WRITTEN EXERCISE A: Write out the part of the Melbourne Cup article that starts with "We don’t want" and goes on through "predicting the winner?".
WRITTEN EXERCISE B: List each kind of key information the Melbourne Cup article says was collected about the 2019 runners.

SOURCE EXTRACT:
● ● ● ●

How to predict the winner of the race that stops a nation (and other horse races)

We don’t want to stirrup trouble, but we’ve got a hot-to-trot model for predicting the 2020 Melbourne Cup Winner

Ok, time to rein in the puns. WARDY IT Solutions have created a tried (but not yet fully tested) Melbourne Cup Prediction model. In a bid to secure financial security, members of the WARDY IT Solutions team put together a strategy for predicting the winner of the Melbourne Cup and any other horse races where the prize money is high.

So what is the secret to predicting the winner?

Data Gathering

The first phase of the model required researching all factors that could affect a win (or be deemed likely to affect a win), specifically:

The historical data of all Cup winners since the inaugural event in 1861 was collected
Key information about the 2019 runners (including weight, age, handicap, gender and pedigree) was collated in a spreadsheet
Wagering information noting the favourites and rank outsiders were added to the spreadsheet
Prior wins and the locations of these wins were added to the spreadsheet along with the country of origin
Statistics for participating trainers and their track records were then added
Information on the barriers drawn for each horse along with barrier selections from historical winners were included; and
Statistics based on the nominated jockey (including age, weight and previous wins) were inputted

The above information was consolidated to create a detailed dataset on which to predict the winner of the infamous Cup.

● ● ● ●

STORED DATA:
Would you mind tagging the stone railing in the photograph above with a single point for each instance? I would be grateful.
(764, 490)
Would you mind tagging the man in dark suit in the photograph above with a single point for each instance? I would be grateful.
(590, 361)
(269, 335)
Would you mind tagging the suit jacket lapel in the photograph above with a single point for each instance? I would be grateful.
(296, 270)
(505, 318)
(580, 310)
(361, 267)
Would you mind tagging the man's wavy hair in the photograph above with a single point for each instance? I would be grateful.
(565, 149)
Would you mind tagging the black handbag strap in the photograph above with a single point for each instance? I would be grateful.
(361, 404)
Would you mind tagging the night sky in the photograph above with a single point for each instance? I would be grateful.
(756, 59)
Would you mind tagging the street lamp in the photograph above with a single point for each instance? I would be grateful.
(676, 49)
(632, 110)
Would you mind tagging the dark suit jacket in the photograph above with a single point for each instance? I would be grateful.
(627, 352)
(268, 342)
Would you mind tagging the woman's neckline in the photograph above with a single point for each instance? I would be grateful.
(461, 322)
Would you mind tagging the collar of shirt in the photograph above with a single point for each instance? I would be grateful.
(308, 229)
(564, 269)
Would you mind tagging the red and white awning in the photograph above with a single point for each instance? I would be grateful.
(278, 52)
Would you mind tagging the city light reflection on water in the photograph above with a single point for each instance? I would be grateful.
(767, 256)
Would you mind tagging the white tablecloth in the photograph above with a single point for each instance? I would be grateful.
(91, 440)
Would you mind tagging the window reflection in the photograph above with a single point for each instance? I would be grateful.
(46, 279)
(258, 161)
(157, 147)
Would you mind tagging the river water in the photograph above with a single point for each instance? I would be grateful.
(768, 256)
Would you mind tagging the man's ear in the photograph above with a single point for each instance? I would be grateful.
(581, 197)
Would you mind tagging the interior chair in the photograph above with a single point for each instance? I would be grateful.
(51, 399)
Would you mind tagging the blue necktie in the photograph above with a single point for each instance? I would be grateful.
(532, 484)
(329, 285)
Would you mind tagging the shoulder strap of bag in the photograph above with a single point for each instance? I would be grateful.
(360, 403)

● ● ● ●

TASK RESPONSE A:
We don’t want to stirrup trouble, but we’ve got a hot-to-trot model for predicting the 2020 Melbourne Cup Winner

Ok, time to rein in the puns. WARDY IT Solutions have created a tried (but not yet fully tested) Melbourne Cup Prediction model. In a bid to secure financial security, members of the WARDY IT Solutions team put together a strategy for predicting the winner of the Melbourne Cup and any other horse races where the prize money is high.

So what is the secret to predicting the winner?

TASK RESPONSE B:
- weight
- age
- handicap
- gender
- pedigree